▸ Exercise directions: Repeat the records word for word, from the line with "pixel 217 359." to the line with "pixel 65 109", including both of those lines.

▸ The input:
• • •
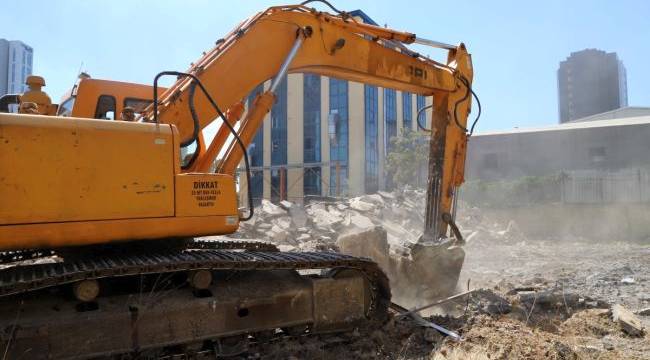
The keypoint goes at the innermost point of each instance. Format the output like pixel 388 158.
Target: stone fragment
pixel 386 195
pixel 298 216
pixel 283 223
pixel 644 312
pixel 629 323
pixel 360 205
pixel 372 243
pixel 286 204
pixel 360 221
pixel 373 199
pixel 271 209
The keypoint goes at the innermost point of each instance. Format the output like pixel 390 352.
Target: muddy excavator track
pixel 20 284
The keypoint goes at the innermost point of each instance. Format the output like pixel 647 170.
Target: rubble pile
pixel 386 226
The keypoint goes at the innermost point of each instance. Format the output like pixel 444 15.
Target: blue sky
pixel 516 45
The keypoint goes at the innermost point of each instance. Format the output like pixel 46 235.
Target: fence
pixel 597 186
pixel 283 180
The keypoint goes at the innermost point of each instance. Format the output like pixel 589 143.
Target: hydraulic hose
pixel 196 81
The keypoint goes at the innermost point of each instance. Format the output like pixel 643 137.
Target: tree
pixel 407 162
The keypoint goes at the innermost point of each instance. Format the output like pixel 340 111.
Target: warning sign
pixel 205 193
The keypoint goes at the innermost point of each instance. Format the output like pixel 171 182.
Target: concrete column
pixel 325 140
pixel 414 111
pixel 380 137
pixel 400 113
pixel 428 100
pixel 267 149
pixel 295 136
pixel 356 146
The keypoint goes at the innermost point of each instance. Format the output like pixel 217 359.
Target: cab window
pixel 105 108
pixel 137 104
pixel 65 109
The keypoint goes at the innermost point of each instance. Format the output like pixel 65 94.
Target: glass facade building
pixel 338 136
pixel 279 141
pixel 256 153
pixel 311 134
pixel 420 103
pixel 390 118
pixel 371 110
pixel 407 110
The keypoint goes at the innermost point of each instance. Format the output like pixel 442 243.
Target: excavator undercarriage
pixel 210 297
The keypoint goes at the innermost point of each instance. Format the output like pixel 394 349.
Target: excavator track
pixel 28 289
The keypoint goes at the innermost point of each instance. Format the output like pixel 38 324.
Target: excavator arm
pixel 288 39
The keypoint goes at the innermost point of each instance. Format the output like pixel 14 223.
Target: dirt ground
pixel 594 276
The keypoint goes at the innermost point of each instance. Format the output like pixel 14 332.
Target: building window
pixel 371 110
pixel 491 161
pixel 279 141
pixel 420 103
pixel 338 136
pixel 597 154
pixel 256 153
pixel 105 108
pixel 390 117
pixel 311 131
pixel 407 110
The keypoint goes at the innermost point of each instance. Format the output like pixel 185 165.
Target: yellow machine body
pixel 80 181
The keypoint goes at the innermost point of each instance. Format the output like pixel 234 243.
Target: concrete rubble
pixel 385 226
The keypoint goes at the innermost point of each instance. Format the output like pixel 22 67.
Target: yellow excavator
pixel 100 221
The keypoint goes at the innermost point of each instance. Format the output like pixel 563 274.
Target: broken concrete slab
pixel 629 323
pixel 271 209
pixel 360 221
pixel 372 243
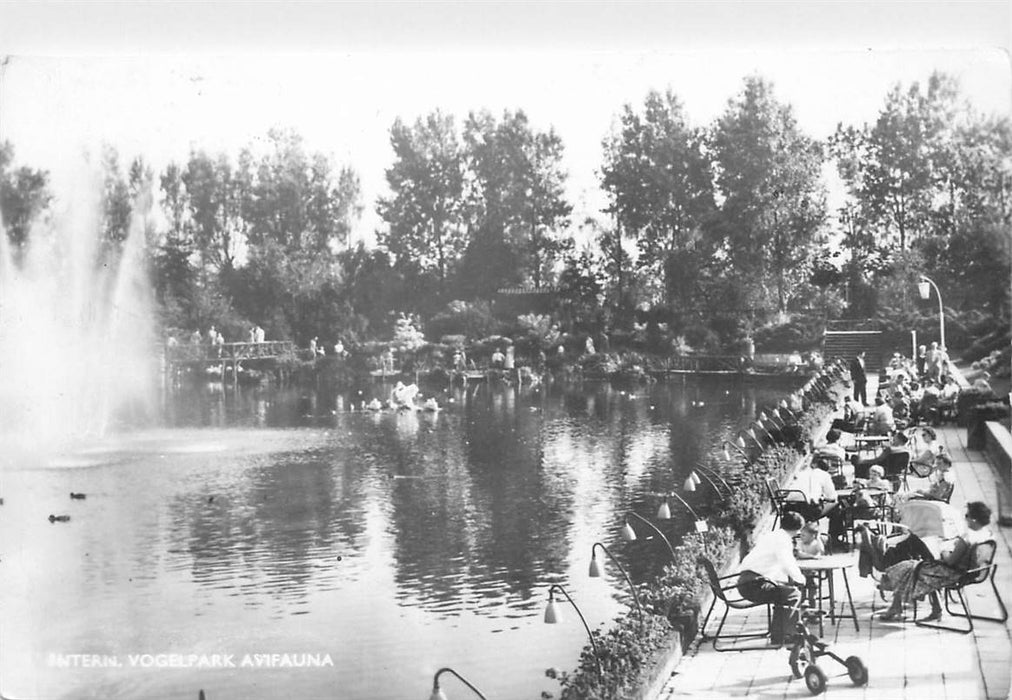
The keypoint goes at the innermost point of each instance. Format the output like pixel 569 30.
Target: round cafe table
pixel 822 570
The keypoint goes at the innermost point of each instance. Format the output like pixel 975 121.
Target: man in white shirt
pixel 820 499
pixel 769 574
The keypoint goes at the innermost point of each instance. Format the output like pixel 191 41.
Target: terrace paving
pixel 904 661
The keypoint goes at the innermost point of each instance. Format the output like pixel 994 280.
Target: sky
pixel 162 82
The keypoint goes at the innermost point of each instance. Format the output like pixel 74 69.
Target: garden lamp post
• • •
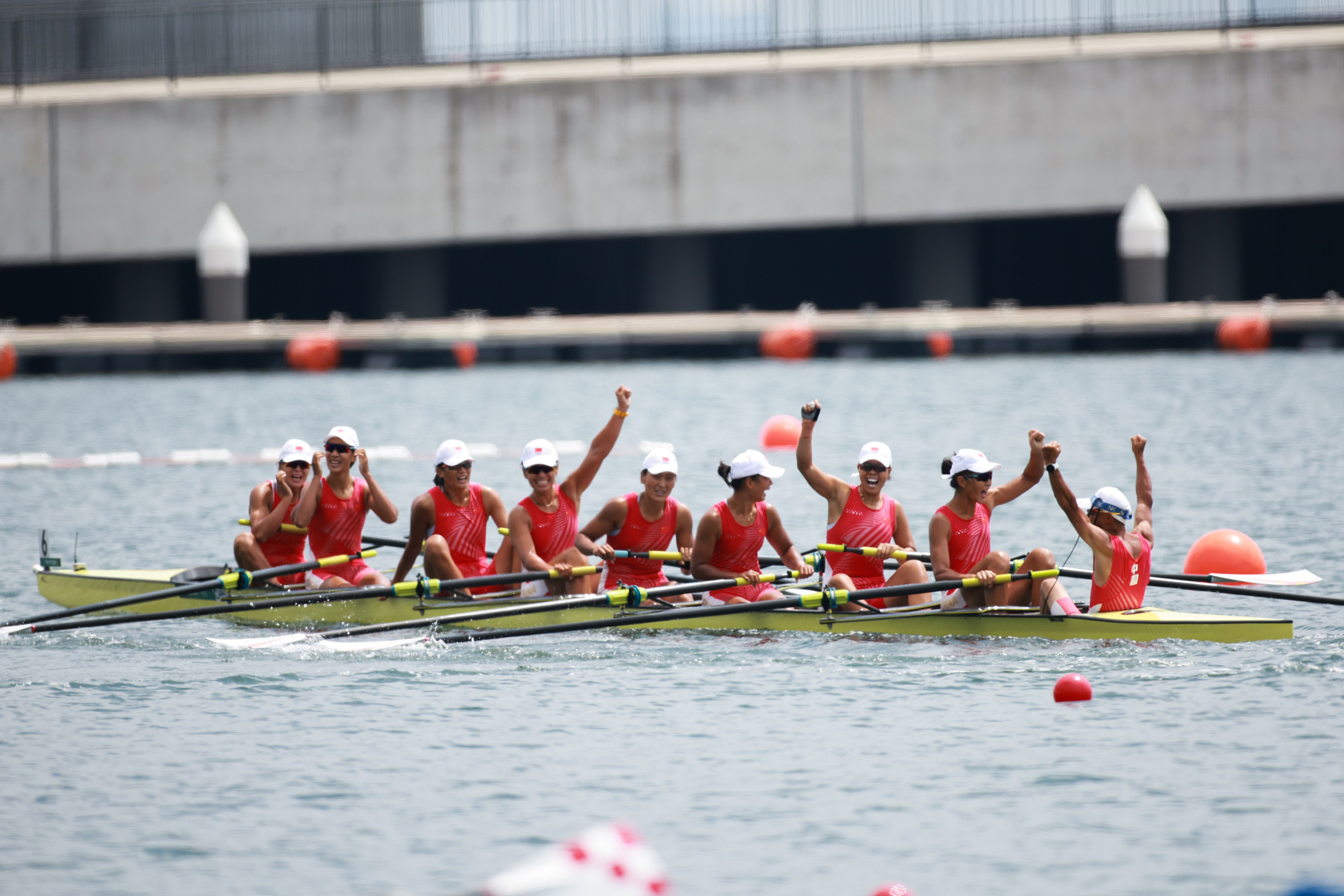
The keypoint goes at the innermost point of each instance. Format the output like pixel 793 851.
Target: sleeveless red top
• • •
▸ Solution to this exercise:
The keypoint goes at the innermost point of each instance. Format the output like pixel 217 359.
Target: cab window
pixel 105 108
pixel 137 104
pixel 65 109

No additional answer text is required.